Top of INFORMATION GIVEN
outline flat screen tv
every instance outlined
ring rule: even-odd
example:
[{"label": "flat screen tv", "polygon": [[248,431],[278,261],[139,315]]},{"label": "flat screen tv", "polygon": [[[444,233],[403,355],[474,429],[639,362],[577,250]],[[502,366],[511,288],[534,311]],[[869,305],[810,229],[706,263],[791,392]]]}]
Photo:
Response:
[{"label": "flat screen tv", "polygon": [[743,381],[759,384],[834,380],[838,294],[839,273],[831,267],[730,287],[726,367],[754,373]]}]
Bottom of INFORMATION GIVEN
• ACTIVITY: Write the entries out again in full, exactly as they appear above.

• EXPECTED ANSWER:
outline flat screen tv
every instance outlined
ring rule: even-odd
example:
[{"label": "flat screen tv", "polygon": [[248,431],[278,261],[139,315]]},{"label": "flat screen tv", "polygon": [[[444,233],[403,355],[474,429],[639,362],[577,250]],[[502,366],[511,288],[534,311]],[[869,305],[810,229],[706,263],[791,392]]]}]
Photo:
Response:
[{"label": "flat screen tv", "polygon": [[743,381],[759,384],[834,380],[838,294],[839,273],[831,267],[730,287],[726,367],[754,373]]}]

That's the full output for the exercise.